**Exercise description**
Please print every record that follows, keeping each one exactly as it is.

--- START ---

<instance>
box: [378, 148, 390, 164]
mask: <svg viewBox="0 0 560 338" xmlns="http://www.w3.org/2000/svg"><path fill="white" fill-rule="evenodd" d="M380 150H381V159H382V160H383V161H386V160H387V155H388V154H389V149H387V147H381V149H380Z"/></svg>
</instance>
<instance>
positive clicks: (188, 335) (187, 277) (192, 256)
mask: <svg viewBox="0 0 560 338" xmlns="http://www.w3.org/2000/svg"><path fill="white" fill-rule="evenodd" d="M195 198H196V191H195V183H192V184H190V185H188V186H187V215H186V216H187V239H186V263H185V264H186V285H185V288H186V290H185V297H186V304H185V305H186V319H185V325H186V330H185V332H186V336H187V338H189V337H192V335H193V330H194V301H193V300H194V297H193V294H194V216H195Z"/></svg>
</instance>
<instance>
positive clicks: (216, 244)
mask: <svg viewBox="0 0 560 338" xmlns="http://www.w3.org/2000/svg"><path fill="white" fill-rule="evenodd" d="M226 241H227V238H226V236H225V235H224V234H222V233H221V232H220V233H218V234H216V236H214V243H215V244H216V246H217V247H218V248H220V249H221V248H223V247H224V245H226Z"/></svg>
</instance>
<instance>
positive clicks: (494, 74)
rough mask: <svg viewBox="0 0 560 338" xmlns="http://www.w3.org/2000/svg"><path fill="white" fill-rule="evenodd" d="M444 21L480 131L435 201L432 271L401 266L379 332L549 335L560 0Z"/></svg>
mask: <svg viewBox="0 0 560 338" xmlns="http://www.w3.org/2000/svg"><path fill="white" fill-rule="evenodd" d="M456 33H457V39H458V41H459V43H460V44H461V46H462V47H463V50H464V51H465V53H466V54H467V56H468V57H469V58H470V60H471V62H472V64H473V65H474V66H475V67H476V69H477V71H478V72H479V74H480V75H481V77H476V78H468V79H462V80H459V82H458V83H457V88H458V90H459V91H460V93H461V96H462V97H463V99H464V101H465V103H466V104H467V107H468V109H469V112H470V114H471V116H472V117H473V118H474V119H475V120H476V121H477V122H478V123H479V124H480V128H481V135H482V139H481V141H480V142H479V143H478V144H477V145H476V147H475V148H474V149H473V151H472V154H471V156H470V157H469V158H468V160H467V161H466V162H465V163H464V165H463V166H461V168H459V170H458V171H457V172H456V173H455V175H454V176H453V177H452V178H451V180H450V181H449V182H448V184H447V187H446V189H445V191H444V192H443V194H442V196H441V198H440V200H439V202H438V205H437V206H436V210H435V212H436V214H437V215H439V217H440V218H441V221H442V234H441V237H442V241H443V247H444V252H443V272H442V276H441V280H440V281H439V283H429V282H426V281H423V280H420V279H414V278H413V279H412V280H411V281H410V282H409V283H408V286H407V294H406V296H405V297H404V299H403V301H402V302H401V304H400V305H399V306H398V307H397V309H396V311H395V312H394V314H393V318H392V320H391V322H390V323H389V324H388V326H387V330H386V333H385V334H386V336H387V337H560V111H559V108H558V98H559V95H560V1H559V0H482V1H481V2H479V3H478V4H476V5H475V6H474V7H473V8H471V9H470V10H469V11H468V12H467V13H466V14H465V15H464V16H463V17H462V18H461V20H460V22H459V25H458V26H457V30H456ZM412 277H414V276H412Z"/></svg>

--- END ---

**Solution to the exercise**
<instance>
box: [378, 148, 390, 164]
mask: <svg viewBox="0 0 560 338" xmlns="http://www.w3.org/2000/svg"><path fill="white" fill-rule="evenodd" d="M380 150H381V159H382V160H383V161H386V160H387V155H388V154H389V149H387V147H381V149H380Z"/></svg>
</instance>
<instance>
positive clicks: (188, 335) (187, 277) (192, 256)
mask: <svg viewBox="0 0 560 338" xmlns="http://www.w3.org/2000/svg"><path fill="white" fill-rule="evenodd" d="M195 198H196V191H195V183H192V184H190V185H188V186H187V215H186V216H187V239H186V263H185V264H186V285H185V288H186V290H185V297H186V304H185V305H186V319H185V325H186V330H185V332H186V336H187V338H189V337H192V335H193V330H194V301H193V300H194V297H193V294H194V216H195Z"/></svg>
</instance>
<instance>
positive clicks: (216, 244)
mask: <svg viewBox="0 0 560 338" xmlns="http://www.w3.org/2000/svg"><path fill="white" fill-rule="evenodd" d="M226 241H227V238H226V236H225V235H224V234H222V233H221V232H220V233H218V234H216V236H214V243H215V244H216V246H217V247H218V248H220V249H221V248H223V247H224V245H226Z"/></svg>
</instance>
<instance>
positive clicks: (494, 74)
rough mask: <svg viewBox="0 0 560 338" xmlns="http://www.w3.org/2000/svg"><path fill="white" fill-rule="evenodd" d="M444 21L480 131L435 201L432 271L401 266L379 332L549 335L560 0Z"/></svg>
mask: <svg viewBox="0 0 560 338" xmlns="http://www.w3.org/2000/svg"><path fill="white" fill-rule="evenodd" d="M456 33H457V39H458V41H459V43H460V44H461V46H462V47H463V50H464V51H465V53H466V54H467V56H468V57H469V58H470V60H471V62H472V64H473V65H474V66H475V67H476V69H477V71H478V72H479V74H480V75H481V77H476V78H468V79H462V80H459V82H458V83H457V88H458V90H459V91H460V93H461V96H462V97H463V99H464V101H465V103H466V104H467V107H468V109H469V112H470V114H471V116H472V117H473V118H474V119H475V120H476V121H477V122H478V123H479V124H480V128H481V135H482V139H481V141H480V142H479V143H478V144H477V145H476V147H475V148H474V149H473V151H472V154H471V156H470V157H469V158H468V160H467V161H466V162H465V163H464V165H463V166H461V168H459V170H458V171H457V172H456V173H455V175H454V176H453V177H452V178H451V180H450V181H449V182H448V184H447V187H446V189H445V191H444V192H443V194H442V196H441V198H440V200H439V202H438V205H437V206H436V210H435V212H436V214H437V215H439V217H440V218H441V221H442V234H441V237H442V241H443V247H444V252H443V272H442V276H441V280H440V281H439V283H429V282H426V281H423V280H420V279H414V278H413V279H412V280H411V281H410V282H409V283H408V286H407V294H406V296H405V297H404V299H403V301H402V302H401V304H400V305H399V306H398V307H397V309H396V311H395V312H394V314H393V318H392V320H391V322H390V323H389V324H388V326H387V330H386V333H385V334H386V336H387V337H560V111H559V108H558V98H559V95H560V1H559V0H482V1H481V2H479V3H478V4H476V5H475V6H474V7H473V8H471V9H470V10H469V11H468V12H467V13H466V14H465V15H464V16H463V17H462V18H461V20H460V22H459V25H458V26H457V30H456ZM412 277H414V276H412Z"/></svg>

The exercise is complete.